# start of Extracted text

Another motivation is the design of DW using
conceptual semantics such as in OMG’s Model-
Driven Architecture (MDA) initiative (OMG-MDA
2003). Since the introduction of the MDA initiative,
platform independent models play a vital role in
system development and data engineering. Under the
MDA initiative, first the model of a system is
specified via an abstract notation independent of the
technical or deployment specifications (i.e. Platform
Independent Model or PIM), and then the PIM is
mapped or transformed into a deployment model
(i.e. Platform Specific Model or PSM) by adding
platform or deployment specific information into the
PIM. To support MDA initiatives in ECM (i.e. data
engineering, data semantics, constraints etc.), model
requirements have to be specified precisely at a
higher level of abstraction. This presents an
opportunity to investigate conceptual views as a
means of providing data abstraction and semantics in
PIMs for data intensive MDA solutions.
It should be noted that, though we refer to XDW
as an XML Document Warehouse, the concepts
presented here are common to both data-centric and
document-centric XML documents.
3 OUR WORK:
LVM-DRIVEN XML
DOCUMENT WAREHOUSE
(XDW) MODEL
The XDW model proposed in this research is
composed of four design levels, namely:
(i) XDW requirements level
(ii) XDW conceptual level
(iii) XDW logical (or schema) level
(iv) XDW document (or instance) level
Here, except for the requirements level, the other
three levels are analogous to the layers of abstraction
in the LVM. The XDW requirements level, in
addition to the layers of abstraction, enforces user
requirements in the form of (XML) Warehouse
Requirements (WR) and User Requirement (UR)
(Vicky Nassis et al. 2006; Nassis et al. 2005a),
which complements the XDW conceptual model. A
context diagram of this model is given in Fig. 1.
Thus, the uniqueness of the XDW model is also in
its approach to capturing and specifying data
warehouse requirements. This is because,
traditionally, a data warehouse model is heavily
constrained by the available operational data and its
structure, as warehouse modellers and designers
design a data warehouse using bottom-up
approaches (or reverse engineering warehouse
requirements), working from operational data to the
warehouse conceptual model.
Thus, it should be noted here that, in comparison
with traditional data warehouse requirements, as
unique to XDW design, we first develop the UR
model using specialized notations that are
independent of the operational data and/or data
structures. Also, the UR model is developed first
before constructing the conceptual model of the
XDW, but it is iteratively validated against the
available operational data, (conceptual) model
and/or structures. By adopting this approach, we
intend to model and represent user requirements that
are valid yet independent of the operational data.

# end of Extracted text
# start of Material provided

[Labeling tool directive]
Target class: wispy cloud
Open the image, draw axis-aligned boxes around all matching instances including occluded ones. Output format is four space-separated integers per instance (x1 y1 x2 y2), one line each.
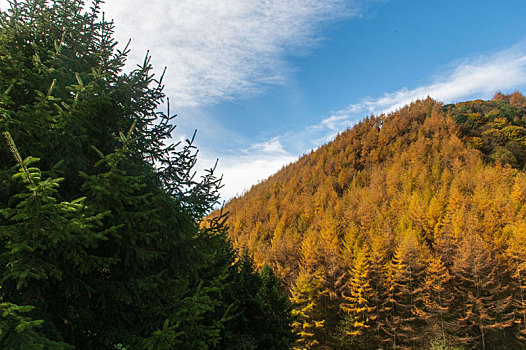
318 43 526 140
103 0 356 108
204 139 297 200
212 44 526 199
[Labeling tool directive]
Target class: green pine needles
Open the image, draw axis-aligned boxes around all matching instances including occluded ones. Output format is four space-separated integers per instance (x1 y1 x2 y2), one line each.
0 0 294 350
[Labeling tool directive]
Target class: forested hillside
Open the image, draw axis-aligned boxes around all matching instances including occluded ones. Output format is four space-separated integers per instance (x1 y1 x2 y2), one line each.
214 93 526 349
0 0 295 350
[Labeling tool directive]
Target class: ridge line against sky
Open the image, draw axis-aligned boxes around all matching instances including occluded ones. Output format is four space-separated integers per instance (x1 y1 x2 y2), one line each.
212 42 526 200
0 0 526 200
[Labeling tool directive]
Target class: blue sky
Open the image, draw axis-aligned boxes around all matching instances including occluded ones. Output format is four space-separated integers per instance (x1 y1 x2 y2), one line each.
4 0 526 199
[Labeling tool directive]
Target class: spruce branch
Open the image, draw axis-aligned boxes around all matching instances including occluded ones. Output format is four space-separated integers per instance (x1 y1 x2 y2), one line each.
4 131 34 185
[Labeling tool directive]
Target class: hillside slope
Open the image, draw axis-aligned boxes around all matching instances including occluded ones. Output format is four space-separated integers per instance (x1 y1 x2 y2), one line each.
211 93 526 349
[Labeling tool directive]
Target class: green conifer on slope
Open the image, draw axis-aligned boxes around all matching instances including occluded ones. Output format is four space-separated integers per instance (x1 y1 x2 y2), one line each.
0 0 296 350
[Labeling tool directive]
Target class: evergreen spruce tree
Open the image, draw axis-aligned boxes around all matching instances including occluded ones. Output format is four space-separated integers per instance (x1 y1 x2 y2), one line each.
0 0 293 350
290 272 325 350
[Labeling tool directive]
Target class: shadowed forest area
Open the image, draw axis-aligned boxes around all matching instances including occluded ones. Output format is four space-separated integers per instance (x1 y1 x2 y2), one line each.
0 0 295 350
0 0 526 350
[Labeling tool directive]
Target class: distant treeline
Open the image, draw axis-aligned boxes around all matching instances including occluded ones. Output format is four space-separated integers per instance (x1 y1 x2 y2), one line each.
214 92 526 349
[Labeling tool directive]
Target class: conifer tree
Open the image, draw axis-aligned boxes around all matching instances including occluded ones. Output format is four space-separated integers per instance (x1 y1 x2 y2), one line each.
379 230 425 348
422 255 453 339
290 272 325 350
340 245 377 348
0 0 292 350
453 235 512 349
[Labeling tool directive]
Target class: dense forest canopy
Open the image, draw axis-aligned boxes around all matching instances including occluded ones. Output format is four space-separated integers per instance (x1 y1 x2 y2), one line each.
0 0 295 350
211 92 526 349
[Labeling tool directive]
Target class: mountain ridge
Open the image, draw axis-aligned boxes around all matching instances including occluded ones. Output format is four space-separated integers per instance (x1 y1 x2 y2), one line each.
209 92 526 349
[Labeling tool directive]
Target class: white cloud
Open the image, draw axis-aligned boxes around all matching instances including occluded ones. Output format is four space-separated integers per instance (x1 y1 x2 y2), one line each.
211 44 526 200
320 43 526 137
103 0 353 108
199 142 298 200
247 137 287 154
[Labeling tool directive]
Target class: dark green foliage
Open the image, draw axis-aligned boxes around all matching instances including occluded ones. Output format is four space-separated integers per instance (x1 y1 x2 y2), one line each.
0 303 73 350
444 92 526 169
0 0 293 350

# end of Material provided

• **Task instructions**
From the excerpt on the XML document warehouse, list the design levels that make up the proposed XDW model. Rely only on the excerpt and not on the listing.

• **Full answer**
- XDW requirements level
- XDW conceptual level
- XDW logical (or schema) level
- XDW document (or instance) level